--- REQUEST A ---
Count the lines in the entries below that contain the string "background". Give only the number.

--- GIVEN PASSAGE ---
We used to fit the olds, even did two 1985 Oldsmobile Delta 88's for a while. It used to be one of those and an 1956 Lincoln Premiere in the garage with enough room to open all 4 doors on the olds and the driver's door on the lincoln. Couldn't do the passenger side as we would slide it over till it almost touched the wall to prevent any chances of the door of the olds hitting it.

Now it has turned into almost total storage with 4 6' high x'4 long steel shelves on casters, a full size desk, 2 huge file cabinets, an old computer desk with hutch and some other shelf on the one side. The other side is all cabinets or drawers of various sorts until the last 8 feet which is built in shelving...still used to park the cars with it there as it wasn't enough to bother opening the door, but you did have to go around the car to come in through the garage entry.

Since then added a golf cart, been 1 to 3 mobility scooters in there at a time, the old table saw which used to be stored in the shed and only brought out when needed. With all of this stuff, plus take away the 4 feet or so at the back on 1 side for the steps and a 19.5'x 24' garage gets rather small in no time at all. If we could just convince some one to part with 90% of what is in the non-book storage boxes it would be a lot better.

The desk does get used for a side project she has of selling hand dyed linen or something and selling older comic books when she has found a batch worth taking a chance on for resale. Been over a year since any sold, but did get a batch last fall that needs sorting and pics taken so they can be sold.

--- DATA SHOWN ---
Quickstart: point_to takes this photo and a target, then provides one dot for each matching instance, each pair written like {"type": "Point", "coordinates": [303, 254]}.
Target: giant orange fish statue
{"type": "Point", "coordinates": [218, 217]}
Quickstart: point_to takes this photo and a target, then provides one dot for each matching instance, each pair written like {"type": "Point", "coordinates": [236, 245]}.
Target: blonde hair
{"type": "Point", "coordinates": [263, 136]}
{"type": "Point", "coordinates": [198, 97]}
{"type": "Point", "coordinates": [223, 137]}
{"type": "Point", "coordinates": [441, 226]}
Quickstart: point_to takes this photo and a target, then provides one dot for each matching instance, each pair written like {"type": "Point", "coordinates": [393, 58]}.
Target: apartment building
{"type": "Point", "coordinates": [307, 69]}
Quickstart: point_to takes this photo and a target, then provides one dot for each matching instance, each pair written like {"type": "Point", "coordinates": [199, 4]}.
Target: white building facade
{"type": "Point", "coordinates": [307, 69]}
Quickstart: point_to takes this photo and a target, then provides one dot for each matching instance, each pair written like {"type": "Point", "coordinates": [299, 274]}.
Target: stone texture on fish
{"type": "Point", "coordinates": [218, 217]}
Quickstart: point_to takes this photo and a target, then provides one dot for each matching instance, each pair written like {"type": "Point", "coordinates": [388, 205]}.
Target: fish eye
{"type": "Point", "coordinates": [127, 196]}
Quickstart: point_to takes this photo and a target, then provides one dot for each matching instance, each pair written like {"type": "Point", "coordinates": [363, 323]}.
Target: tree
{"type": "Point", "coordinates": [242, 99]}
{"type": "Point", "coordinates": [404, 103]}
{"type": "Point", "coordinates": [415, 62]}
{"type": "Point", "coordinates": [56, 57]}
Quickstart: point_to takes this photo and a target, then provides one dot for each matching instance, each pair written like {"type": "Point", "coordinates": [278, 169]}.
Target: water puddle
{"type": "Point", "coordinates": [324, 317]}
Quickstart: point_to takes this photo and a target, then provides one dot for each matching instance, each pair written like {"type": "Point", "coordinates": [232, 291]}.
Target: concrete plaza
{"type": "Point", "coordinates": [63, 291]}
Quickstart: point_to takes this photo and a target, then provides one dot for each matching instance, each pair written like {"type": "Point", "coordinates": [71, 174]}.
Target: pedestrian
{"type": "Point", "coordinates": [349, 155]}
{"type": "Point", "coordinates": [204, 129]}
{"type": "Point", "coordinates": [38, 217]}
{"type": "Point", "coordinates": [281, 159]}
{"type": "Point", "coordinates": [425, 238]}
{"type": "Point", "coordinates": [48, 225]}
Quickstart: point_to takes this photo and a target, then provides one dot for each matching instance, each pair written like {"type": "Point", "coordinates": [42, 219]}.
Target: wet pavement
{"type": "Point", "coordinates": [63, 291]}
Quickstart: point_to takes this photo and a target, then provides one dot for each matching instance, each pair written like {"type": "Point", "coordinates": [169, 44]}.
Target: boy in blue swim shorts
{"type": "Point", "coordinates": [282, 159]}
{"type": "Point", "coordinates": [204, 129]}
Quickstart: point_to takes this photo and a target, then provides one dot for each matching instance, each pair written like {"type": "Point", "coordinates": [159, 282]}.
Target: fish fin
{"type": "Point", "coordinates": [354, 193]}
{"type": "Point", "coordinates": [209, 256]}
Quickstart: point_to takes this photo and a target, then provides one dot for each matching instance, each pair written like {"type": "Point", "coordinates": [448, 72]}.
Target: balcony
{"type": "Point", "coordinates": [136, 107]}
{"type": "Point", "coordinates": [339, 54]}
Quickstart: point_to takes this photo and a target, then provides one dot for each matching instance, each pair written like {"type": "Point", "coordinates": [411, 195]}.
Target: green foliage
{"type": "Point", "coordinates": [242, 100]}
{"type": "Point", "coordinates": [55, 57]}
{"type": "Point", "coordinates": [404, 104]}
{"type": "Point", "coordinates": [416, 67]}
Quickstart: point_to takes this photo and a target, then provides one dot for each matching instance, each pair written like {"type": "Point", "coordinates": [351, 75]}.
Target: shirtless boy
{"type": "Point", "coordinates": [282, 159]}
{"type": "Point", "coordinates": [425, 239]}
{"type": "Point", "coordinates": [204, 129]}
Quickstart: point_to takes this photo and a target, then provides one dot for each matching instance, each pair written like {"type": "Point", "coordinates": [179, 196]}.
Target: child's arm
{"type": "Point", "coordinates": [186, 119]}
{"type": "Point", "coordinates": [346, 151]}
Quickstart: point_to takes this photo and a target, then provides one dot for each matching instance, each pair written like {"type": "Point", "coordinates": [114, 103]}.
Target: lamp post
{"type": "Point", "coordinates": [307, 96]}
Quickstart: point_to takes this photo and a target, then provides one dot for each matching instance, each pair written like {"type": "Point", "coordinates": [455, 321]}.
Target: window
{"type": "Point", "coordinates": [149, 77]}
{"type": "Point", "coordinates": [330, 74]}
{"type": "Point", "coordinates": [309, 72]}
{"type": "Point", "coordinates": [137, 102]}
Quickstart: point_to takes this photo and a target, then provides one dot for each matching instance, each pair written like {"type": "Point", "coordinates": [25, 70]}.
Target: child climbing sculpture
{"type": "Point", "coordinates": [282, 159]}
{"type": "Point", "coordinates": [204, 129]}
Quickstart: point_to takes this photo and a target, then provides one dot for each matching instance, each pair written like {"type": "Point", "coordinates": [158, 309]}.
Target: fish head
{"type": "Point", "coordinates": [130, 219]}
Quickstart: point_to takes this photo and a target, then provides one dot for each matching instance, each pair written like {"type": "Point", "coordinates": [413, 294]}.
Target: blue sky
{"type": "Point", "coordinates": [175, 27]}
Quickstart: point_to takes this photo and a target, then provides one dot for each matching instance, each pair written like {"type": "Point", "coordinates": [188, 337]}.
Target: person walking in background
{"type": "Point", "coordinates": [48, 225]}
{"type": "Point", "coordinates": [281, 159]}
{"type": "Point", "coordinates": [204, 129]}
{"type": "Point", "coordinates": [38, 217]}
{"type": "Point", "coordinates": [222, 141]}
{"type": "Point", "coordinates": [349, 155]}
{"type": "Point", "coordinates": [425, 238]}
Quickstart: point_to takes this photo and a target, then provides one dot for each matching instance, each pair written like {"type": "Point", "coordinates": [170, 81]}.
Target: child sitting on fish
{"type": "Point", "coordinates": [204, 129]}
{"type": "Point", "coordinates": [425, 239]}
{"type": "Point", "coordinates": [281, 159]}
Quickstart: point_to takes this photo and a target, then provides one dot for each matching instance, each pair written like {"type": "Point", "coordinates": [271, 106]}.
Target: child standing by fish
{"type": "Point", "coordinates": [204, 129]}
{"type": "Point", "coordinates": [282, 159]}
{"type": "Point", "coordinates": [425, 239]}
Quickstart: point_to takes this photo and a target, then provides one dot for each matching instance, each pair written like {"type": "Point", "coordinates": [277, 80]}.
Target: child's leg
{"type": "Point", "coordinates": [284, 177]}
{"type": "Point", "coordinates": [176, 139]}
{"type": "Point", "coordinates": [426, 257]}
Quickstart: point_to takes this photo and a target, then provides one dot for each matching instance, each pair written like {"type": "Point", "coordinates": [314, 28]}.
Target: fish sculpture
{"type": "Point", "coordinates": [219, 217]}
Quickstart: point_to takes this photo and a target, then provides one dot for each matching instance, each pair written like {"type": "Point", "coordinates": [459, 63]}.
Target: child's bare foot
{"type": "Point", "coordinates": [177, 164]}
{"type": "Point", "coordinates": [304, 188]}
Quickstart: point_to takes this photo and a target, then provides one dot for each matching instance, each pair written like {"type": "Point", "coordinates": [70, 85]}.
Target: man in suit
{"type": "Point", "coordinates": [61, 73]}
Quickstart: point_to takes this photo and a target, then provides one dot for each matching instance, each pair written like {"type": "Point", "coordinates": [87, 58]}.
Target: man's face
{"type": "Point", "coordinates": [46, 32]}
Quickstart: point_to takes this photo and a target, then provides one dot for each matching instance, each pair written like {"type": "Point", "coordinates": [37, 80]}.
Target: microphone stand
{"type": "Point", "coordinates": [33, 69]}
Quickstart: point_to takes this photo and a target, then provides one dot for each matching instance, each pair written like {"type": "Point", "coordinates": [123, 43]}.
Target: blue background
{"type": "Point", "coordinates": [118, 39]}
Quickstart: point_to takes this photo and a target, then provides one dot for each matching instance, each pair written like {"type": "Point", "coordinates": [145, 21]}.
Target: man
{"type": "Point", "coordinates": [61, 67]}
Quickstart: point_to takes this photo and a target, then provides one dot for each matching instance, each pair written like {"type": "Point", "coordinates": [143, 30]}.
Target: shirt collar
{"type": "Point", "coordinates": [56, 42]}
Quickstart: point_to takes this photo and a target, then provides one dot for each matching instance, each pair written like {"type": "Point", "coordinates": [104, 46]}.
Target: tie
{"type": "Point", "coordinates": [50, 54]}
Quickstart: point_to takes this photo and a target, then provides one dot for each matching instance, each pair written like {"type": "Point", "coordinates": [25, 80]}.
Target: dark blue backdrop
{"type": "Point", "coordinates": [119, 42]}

--- REQUEST B ---
Answer these questions about the garage post above:
(i) What are the dimensions of the garage?
(ii) Which car shared the garage with one of the Oldsmobiles?
(iii) Where was the table saw stored before it moved into the garage?

--- WORKED ANSWER A ---
2

--- WORKED ANSWER B ---
(i) 19.5' x 24'
(ii) A 1956 Lincoln Premiere
(iii) In the shed